#### Text excerpt
Congestion Control

When one part of the subnet (e.g. one or more routers in an area) becomes overloaded, congestion results. Because routers are receiving packets faster than they can forward them, one of two things must happen:

  1. The subnet must prevent additional packets from entering the congested region until those already present can be processed.

  2. The congested routers can discard queued packets to make room for those that are arriving.

See Fig. 5-24 for possible sources.

We now consider the problem of congestion and some possible solutions.

Preallocation of Resources

Preallocation schemes aim to prevent congestion from happening in the first place. For example, we can require that resources be preallocated before any packets can be sent, guaranteeing that resources will be available to process each packet.

In virtual circuit networks, for example, the sender opens a connection before sending data. The circuit setup operation selects a path through the subnet, and each router on the path dedicates buffer space and bandwidth to the new circuit.

What happens when a user attempts to open a virtual circuit and the subnet is congested? The subnet can refuse to open the connection, forcing the user to wait until sufficient resources become available.

Note: The ability of the subnet to reject requests to open connections is an important property of connection oriented networks.

#### Excerpted records
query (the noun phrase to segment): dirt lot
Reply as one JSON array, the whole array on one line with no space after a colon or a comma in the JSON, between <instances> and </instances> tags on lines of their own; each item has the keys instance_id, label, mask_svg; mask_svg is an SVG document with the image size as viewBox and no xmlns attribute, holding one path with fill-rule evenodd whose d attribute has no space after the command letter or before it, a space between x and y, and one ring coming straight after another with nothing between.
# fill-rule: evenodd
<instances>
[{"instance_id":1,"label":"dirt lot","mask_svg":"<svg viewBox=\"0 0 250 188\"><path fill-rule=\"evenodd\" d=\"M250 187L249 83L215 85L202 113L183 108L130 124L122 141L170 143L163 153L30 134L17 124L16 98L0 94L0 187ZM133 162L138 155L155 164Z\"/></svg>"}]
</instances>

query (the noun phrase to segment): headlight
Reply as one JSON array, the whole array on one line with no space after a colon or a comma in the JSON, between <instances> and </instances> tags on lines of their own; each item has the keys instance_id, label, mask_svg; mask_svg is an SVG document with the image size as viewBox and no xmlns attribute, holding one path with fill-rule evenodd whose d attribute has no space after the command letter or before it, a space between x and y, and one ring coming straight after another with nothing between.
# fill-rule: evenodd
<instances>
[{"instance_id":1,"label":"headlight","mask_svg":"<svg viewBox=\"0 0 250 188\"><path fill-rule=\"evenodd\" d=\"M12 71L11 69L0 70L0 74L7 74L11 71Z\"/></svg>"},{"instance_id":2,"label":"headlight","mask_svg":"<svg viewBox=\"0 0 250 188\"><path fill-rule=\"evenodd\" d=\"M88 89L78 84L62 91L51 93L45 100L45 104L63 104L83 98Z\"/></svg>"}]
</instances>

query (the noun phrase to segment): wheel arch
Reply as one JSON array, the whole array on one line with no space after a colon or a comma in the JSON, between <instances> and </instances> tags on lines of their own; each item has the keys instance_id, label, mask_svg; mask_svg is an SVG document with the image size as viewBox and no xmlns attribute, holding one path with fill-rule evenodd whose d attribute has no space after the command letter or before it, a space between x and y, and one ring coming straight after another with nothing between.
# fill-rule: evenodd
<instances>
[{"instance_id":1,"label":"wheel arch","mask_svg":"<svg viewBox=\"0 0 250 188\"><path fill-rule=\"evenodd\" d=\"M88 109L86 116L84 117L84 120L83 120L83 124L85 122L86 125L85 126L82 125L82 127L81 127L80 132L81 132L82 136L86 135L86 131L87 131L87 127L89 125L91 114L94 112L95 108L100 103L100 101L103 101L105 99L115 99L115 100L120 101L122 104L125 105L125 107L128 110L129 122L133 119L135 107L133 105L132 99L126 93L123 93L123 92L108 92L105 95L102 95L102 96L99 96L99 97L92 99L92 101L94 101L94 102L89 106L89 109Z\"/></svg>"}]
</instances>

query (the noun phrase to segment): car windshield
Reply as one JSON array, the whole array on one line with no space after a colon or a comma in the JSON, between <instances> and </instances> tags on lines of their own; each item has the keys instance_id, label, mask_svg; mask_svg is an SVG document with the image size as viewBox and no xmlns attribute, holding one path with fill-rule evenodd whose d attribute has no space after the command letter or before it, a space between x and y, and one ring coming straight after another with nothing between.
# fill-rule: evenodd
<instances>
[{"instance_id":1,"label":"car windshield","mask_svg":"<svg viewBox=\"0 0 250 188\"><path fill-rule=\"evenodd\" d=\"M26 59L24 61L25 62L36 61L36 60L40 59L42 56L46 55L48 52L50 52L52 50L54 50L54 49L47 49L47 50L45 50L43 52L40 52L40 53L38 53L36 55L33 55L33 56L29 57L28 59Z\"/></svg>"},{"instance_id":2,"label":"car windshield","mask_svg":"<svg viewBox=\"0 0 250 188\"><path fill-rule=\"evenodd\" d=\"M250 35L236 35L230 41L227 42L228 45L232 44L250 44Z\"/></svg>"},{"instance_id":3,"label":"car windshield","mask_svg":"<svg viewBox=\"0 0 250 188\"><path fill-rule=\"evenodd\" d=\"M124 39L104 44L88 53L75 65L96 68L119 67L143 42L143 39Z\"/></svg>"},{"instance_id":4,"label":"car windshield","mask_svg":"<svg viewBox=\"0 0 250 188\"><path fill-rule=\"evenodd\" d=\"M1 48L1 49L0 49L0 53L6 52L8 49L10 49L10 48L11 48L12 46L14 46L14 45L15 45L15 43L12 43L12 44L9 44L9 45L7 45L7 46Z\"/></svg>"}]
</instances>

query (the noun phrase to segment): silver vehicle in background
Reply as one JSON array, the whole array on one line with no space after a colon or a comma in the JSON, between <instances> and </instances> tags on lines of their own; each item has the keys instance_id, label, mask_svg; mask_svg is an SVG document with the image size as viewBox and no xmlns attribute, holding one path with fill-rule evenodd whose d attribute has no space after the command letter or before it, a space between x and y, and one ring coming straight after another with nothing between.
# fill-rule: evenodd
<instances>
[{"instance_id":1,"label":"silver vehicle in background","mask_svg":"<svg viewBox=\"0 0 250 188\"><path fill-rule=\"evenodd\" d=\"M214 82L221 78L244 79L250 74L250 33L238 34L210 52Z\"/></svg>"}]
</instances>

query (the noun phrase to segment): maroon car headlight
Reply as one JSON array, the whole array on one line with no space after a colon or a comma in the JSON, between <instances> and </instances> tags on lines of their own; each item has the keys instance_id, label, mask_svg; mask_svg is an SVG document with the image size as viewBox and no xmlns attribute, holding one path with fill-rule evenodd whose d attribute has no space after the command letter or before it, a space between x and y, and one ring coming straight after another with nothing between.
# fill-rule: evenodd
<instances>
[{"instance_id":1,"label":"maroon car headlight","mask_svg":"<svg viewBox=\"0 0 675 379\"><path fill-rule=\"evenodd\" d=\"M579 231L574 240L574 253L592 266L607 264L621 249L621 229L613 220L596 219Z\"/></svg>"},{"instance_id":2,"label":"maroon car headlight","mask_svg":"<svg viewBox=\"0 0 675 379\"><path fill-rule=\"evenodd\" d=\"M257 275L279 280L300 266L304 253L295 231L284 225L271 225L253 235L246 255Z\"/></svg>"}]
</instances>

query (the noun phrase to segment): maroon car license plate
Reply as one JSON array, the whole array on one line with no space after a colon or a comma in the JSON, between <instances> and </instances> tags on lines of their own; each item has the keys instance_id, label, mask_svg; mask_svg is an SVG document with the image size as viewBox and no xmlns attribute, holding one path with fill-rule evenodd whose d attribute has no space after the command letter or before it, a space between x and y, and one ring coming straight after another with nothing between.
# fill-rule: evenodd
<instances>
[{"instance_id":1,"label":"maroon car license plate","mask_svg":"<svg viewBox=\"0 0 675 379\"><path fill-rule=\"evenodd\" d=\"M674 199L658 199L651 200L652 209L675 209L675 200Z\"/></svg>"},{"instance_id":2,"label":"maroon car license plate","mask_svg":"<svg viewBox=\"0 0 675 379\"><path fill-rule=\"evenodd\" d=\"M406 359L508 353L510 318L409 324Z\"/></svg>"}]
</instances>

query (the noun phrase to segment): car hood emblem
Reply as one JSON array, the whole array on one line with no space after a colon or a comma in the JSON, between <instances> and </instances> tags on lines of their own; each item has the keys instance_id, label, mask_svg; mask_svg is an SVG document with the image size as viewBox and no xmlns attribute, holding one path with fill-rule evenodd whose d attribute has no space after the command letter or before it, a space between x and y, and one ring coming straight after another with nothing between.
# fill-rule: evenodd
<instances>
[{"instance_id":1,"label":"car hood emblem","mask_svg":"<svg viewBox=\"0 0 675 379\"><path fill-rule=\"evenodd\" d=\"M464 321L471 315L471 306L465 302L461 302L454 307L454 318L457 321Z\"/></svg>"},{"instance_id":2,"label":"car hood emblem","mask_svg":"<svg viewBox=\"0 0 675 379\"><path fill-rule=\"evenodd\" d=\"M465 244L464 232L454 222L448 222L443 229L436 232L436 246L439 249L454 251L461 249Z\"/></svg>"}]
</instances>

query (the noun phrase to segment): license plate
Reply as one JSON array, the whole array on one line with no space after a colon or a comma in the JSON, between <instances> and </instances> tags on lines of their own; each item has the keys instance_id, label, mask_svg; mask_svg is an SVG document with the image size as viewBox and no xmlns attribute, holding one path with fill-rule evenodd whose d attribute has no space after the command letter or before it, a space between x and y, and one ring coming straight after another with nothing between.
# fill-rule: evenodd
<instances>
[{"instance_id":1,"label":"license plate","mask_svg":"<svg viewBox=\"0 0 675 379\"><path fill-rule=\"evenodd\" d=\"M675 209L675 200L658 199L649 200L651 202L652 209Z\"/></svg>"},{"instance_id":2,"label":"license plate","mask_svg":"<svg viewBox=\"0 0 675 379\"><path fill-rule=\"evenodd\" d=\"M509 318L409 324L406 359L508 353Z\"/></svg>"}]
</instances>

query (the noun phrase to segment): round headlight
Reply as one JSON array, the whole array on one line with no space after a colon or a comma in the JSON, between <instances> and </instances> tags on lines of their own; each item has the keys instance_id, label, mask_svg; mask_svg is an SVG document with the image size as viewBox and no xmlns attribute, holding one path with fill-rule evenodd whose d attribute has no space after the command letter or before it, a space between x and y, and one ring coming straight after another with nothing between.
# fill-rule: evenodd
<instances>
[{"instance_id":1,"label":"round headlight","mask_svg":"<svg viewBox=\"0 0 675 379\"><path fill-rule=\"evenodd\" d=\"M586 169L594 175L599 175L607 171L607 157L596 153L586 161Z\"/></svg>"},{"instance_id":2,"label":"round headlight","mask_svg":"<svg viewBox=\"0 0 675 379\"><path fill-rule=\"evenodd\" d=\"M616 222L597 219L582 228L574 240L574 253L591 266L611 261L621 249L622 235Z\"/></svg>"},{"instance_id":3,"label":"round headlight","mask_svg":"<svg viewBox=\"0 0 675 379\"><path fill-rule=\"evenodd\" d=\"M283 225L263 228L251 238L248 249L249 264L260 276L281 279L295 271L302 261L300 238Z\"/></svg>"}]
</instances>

#### Directions
1. Can you reproduce, word for word, everything in the congestion control passage from "Preallocation schemes aim" down to "resources become available."?
2. How would you carry on the congestion control passage, picking up right after its final sentence?
The records are separate material, apart from the congestion control passage.

#### Answers for this exercise
1.
Preallocation schemes aim to prevent congestion from happening in the first place. For example, we can require that resources be preallocated before any packets can be sent, guaranteeing that resources will be available to process each packet.

In virtual circuit networks, for example, the sender opens a connection before sending data. The circuit setup operation selects a path through the subnet, and each router on the path dedicates buffer space and bandwidth to the new circuit.

What happens when a user attempts to open a virtual circuit and the subnet is congested? The subnet can refuse to open the connection, forcing the user to wait until sufficient resources become available.

2.
Traffic Shaping

Control the rate at which packets are sent (not just how many). Widely used in ATM networks.

At set up, the sender and carrier negotiate a traffic pattern (shape).

Leaky Bucket Algorithm used to control rate in a datagram network. See Fig. 5-25. A single-server queue with constant service time. If bucket (buffer) overflows then packets are discarded.

Enforces a constant output rate regardless of burstiness of input. Does nothing when input is idle. In contrast the Token Bucket Algorithm causes a token to be generated periodically, which during idle periods can be saved up.

Related to traffic shaping is flow specification, where a particular quality of service is agreed upon between sender, receiver and carrier.

Discarding Packets (No Preallocation)

At the other end of the spectrum, we could preallocate no resources in advance, and take our chances that resources will be available when we need them. When insufficient resources are present to process existing packets, discard queued packets to make room for newly arriving ones.

Who retransmits the discarded packets? Two cases: connection oriented and connectionless. In datagram (connectionless) networks, the sending host (transport layer) retransmits discarded packets (if appropriate). In virtual circuit networks, the previous-hop router retransmits the packet when it fails to receive an acknowledgment.

Failure to preallocate resources leads to two problems: potential deadlock and unfairness. First, let us consider deadlock.

Suppose that all of an router's buffers hold packets. Because the router has no free buffers, it cannot accept additional frames. Unfortunately, it also ignores frames containing ACKs that would free up some of those buffers!

Suppose further, that two adjacent routers, A and B, are sending packets to each other. Since both are waiting for the other to accept a packet, neither can proceed. This condition is known as a deadlock.

Solution: Reserve at least one buffer for each input line and use it to hold incoming packets. Note that we can extract the ACK field and still discard the packet, if we don't have buffers to hold it.

Advantage of discarding packets when congested: Easy to implement.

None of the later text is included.